• [Task]
Rewrite the records below with "self-closing" changed to "void" everywhere it occurs, keeping every other character the same.

(Items from a dataset)
▼▼▼

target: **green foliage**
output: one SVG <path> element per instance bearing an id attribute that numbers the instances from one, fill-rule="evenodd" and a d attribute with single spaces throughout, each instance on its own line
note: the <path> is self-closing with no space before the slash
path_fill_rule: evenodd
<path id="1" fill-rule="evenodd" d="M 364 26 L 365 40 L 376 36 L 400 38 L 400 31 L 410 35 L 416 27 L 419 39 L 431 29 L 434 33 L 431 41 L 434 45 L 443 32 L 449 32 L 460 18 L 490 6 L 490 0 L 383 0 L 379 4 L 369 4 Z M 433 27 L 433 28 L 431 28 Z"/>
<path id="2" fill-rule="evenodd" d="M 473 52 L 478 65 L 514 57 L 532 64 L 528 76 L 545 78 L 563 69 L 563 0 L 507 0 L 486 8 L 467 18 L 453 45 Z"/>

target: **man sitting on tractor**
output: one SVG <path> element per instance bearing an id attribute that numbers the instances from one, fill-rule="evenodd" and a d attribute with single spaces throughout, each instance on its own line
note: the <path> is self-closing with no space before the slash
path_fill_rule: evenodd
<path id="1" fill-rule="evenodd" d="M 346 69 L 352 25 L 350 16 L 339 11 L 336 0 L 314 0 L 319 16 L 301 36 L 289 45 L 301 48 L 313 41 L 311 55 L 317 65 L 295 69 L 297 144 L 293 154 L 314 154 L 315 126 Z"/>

▲▲▲

• [Full solution]
target: **green foliage**
output: one SVG <path> element per instance bearing an id attribute that numbers the instances from one, fill-rule="evenodd" and a d attribute with single spaces throughout, each instance on its own line
note: the <path> is void with no space before the slash
path_fill_rule: evenodd
<path id="1" fill-rule="evenodd" d="M 364 26 L 365 40 L 376 36 L 400 38 L 400 31 L 410 35 L 416 27 L 419 39 L 431 29 L 434 33 L 431 41 L 434 45 L 443 32 L 449 32 L 460 18 L 490 6 L 490 0 L 383 0 L 379 4 L 369 4 Z M 433 27 L 433 28 L 431 28 Z"/>
<path id="2" fill-rule="evenodd" d="M 473 52 L 478 65 L 514 57 L 532 64 L 528 76 L 545 78 L 563 69 L 563 0 L 507 0 L 486 8 L 467 18 L 453 45 Z"/>

target: **man sitting on tractor**
output: one SVG <path> element per instance bearing an id attribute that numbers the instances from one, fill-rule="evenodd" and a d attribute with single spaces throughout, each instance on its own line
note: the <path> is void with no space before the slash
path_fill_rule: evenodd
<path id="1" fill-rule="evenodd" d="M 346 69 L 352 25 L 350 16 L 339 11 L 336 0 L 314 0 L 319 16 L 301 36 L 289 45 L 301 48 L 313 41 L 311 55 L 317 65 L 295 69 L 297 144 L 293 154 L 314 154 L 315 126 Z"/>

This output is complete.